_What you have to do_.
Pull out every line of the listing below and reproduce each one word for word.

Records from a data collection:
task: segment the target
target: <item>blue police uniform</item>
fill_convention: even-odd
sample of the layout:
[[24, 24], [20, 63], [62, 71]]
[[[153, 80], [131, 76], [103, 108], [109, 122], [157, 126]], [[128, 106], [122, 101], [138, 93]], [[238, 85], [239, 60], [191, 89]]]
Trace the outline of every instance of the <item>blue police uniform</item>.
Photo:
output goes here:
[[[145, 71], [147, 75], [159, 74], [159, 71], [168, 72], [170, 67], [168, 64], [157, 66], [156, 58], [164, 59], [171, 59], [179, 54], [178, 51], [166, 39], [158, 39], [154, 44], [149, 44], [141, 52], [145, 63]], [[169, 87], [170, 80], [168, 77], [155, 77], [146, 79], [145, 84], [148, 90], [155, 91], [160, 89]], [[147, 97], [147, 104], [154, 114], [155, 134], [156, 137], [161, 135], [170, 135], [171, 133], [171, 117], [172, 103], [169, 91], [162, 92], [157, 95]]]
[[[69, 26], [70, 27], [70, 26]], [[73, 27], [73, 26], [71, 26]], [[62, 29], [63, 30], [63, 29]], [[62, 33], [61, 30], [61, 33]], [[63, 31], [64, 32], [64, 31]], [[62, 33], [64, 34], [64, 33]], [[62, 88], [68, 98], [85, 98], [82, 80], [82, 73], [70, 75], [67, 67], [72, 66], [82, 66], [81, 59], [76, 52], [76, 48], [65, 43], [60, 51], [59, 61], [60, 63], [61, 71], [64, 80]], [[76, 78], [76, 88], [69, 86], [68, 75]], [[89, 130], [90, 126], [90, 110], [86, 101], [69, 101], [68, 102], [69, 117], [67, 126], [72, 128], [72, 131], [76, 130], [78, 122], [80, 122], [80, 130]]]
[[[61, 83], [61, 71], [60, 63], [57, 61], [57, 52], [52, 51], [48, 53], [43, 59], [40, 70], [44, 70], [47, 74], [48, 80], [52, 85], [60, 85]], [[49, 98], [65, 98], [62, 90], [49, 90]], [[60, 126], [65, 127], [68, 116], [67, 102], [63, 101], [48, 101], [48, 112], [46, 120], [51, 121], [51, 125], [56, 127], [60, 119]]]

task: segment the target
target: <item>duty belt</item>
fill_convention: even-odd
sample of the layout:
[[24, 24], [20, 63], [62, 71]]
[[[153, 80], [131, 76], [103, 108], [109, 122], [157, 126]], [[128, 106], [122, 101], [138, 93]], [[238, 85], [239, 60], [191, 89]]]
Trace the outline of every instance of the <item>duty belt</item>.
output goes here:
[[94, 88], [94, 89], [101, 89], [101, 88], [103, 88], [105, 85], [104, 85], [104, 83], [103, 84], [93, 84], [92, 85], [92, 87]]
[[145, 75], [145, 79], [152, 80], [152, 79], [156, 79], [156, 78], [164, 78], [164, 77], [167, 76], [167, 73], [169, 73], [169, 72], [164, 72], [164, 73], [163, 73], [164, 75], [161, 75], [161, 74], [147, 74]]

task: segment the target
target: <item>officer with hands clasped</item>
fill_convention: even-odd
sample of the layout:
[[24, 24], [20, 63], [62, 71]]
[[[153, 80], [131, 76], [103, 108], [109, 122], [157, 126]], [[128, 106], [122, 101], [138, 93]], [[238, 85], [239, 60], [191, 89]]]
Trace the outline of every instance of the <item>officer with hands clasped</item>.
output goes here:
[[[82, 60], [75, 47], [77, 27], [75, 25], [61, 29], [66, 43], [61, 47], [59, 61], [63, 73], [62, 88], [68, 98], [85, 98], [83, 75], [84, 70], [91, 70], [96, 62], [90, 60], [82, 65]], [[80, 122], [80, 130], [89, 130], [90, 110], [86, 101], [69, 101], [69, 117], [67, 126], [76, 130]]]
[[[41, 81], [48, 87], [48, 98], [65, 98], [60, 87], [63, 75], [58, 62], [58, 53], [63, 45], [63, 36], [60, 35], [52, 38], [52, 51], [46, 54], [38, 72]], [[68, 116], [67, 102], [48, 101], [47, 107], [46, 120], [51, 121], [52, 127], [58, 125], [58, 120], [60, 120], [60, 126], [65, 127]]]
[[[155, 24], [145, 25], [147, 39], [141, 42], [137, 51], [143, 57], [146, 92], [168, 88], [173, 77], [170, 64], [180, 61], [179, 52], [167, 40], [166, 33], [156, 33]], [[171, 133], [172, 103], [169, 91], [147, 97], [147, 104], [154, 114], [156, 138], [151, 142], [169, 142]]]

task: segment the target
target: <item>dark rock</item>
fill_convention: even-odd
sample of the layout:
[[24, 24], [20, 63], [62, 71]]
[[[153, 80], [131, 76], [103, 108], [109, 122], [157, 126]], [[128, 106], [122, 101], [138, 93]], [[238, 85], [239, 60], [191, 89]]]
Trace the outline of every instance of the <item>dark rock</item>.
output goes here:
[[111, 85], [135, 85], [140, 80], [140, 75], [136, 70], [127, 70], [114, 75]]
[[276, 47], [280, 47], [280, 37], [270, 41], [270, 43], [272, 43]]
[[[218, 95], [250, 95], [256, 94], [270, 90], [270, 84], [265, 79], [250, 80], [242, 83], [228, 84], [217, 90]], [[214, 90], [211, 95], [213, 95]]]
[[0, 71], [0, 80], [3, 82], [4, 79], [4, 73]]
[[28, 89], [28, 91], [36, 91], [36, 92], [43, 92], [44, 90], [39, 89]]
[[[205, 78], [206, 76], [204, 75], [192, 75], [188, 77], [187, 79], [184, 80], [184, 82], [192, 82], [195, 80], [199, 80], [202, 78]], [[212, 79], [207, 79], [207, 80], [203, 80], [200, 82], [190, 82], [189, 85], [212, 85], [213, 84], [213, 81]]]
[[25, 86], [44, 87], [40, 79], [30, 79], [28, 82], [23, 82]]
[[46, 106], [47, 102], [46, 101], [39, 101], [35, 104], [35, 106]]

_Correct output_.
task: segment the target
target: <item>blue police uniform</item>
fill_convention: even-odd
sample of the layout:
[[24, 24], [20, 63], [62, 71]]
[[[153, 80], [131, 76], [103, 108], [109, 122], [157, 126]], [[128, 106], [122, 101], [138, 93]], [[238, 85], [239, 60], [191, 89]]]
Trace the outline of every instance of the <item>blue police uniform</item>.
Photo:
output goes here:
[[[145, 71], [147, 75], [159, 74], [159, 71], [168, 72], [170, 67], [168, 64], [157, 66], [156, 58], [164, 59], [171, 59], [179, 54], [178, 51], [166, 39], [158, 39], [154, 44], [149, 44], [141, 52], [145, 63]], [[169, 87], [170, 80], [168, 77], [155, 77], [146, 79], [145, 84], [148, 90], [155, 91], [160, 89]], [[147, 97], [147, 104], [154, 114], [155, 134], [156, 137], [161, 135], [170, 135], [171, 133], [171, 117], [172, 103], [169, 91], [162, 92], [157, 95]]]
[[[69, 26], [70, 27], [70, 26]], [[73, 27], [73, 26], [71, 26]], [[62, 29], [63, 30], [63, 29]], [[62, 33], [61, 30], [61, 33]], [[63, 31], [64, 32], [64, 31]], [[62, 33], [64, 34], [64, 33]], [[62, 88], [68, 98], [85, 98], [82, 80], [82, 73], [70, 75], [67, 67], [72, 66], [82, 66], [81, 59], [76, 52], [76, 48], [65, 43], [60, 51], [59, 61], [60, 63], [61, 71], [64, 80]], [[76, 78], [76, 88], [69, 86], [68, 75]], [[89, 130], [90, 126], [90, 110], [86, 101], [69, 101], [68, 102], [69, 117], [67, 126], [72, 128], [72, 131], [76, 130], [78, 122], [80, 122], [80, 130]]]
[[[61, 83], [61, 71], [60, 63], [57, 61], [57, 52], [52, 51], [48, 53], [43, 59], [40, 70], [44, 70], [47, 74], [48, 80], [52, 85], [60, 85]], [[49, 98], [65, 98], [62, 90], [49, 90]], [[60, 126], [65, 127], [68, 116], [67, 102], [63, 101], [48, 101], [48, 112], [46, 120], [51, 121], [51, 125], [56, 127], [60, 119]]]

task: segment the target
target: <item>duty belt</item>
fill_convention: even-odd
sample of the layout:
[[24, 24], [20, 63], [62, 71]]
[[[153, 80], [131, 76], [103, 108], [109, 122], [157, 126]], [[128, 106], [122, 101], [138, 93]], [[238, 85], [239, 60], [191, 89]]]
Trace the outline of every instance of the <item>duty belt</item>.
output goes here:
[[94, 88], [94, 89], [101, 89], [101, 88], [103, 88], [105, 85], [104, 85], [104, 83], [103, 84], [93, 84], [92, 85], [92, 87]]
[[145, 75], [145, 79], [152, 80], [152, 79], [156, 79], [156, 78], [164, 78], [164, 77], [167, 76], [167, 73], [169, 73], [169, 72], [164, 72], [164, 73], [163, 73], [164, 75], [161, 75], [161, 74], [147, 74]]

task: segment the target
target: <item>officer with hands clasped</item>
fill_convention: even-odd
sample of the layout:
[[24, 24], [20, 63], [62, 71]]
[[[153, 80], [131, 76], [103, 108], [109, 122], [157, 126]], [[128, 106], [122, 101], [138, 93]], [[238, 85], [239, 60], [191, 89]]]
Trace the outline of every instance of the <item>officer with hands clasped</item>.
output goes here:
[[[82, 60], [75, 47], [77, 27], [75, 25], [61, 29], [66, 43], [61, 47], [59, 61], [63, 73], [62, 88], [68, 98], [85, 98], [83, 75], [84, 70], [91, 70], [96, 62], [90, 60], [82, 65]], [[80, 122], [80, 130], [89, 130], [90, 110], [86, 101], [69, 101], [69, 117], [67, 126], [76, 130]]]
[[[41, 81], [48, 87], [48, 98], [65, 98], [60, 87], [63, 75], [58, 62], [58, 53], [63, 45], [63, 36], [60, 35], [52, 38], [52, 51], [46, 54], [38, 72]], [[68, 116], [67, 102], [48, 101], [47, 107], [46, 120], [51, 121], [52, 127], [58, 125], [58, 120], [60, 120], [60, 126], [65, 127]]]
[[[155, 24], [145, 25], [147, 39], [141, 42], [137, 51], [143, 57], [146, 92], [168, 88], [173, 77], [170, 64], [180, 61], [179, 52], [167, 40], [166, 33], [156, 33]], [[171, 133], [172, 103], [169, 91], [147, 97], [147, 104], [154, 114], [156, 138], [151, 142], [169, 142]]]

task: segment the target
target: <item>dark rock</item>
fill_convention: even-odd
sample of the layout:
[[24, 24], [20, 63], [62, 71]]
[[[153, 80], [131, 76], [103, 108], [109, 122], [157, 126]], [[128, 106], [122, 101], [138, 93]], [[238, 85], [239, 60], [191, 89]]]
Trace the outline of every instance of the <item>dark rock</item>.
output goes here:
[[111, 85], [135, 85], [140, 80], [140, 75], [136, 70], [127, 70], [114, 75]]
[[276, 47], [280, 47], [280, 37], [270, 41], [270, 43], [272, 43]]
[[[218, 95], [250, 95], [256, 94], [270, 90], [270, 84], [265, 79], [250, 80], [242, 83], [228, 84], [217, 90]], [[214, 90], [211, 95], [213, 95]]]
[[0, 71], [0, 80], [3, 82], [4, 79], [4, 73]]
[[28, 89], [28, 91], [36, 91], [36, 92], [43, 92], [44, 90], [39, 89]]
[[[205, 78], [206, 76], [204, 75], [192, 75], [188, 77], [187, 79], [184, 80], [184, 82], [192, 82], [195, 80], [199, 80], [202, 78]], [[212, 79], [207, 79], [207, 80], [203, 80], [200, 82], [190, 82], [189, 85], [212, 85], [213, 84], [213, 81]]]
[[25, 86], [44, 87], [40, 79], [30, 79], [28, 82], [23, 82]]
[[46, 106], [47, 102], [46, 101], [39, 101], [35, 104], [35, 106]]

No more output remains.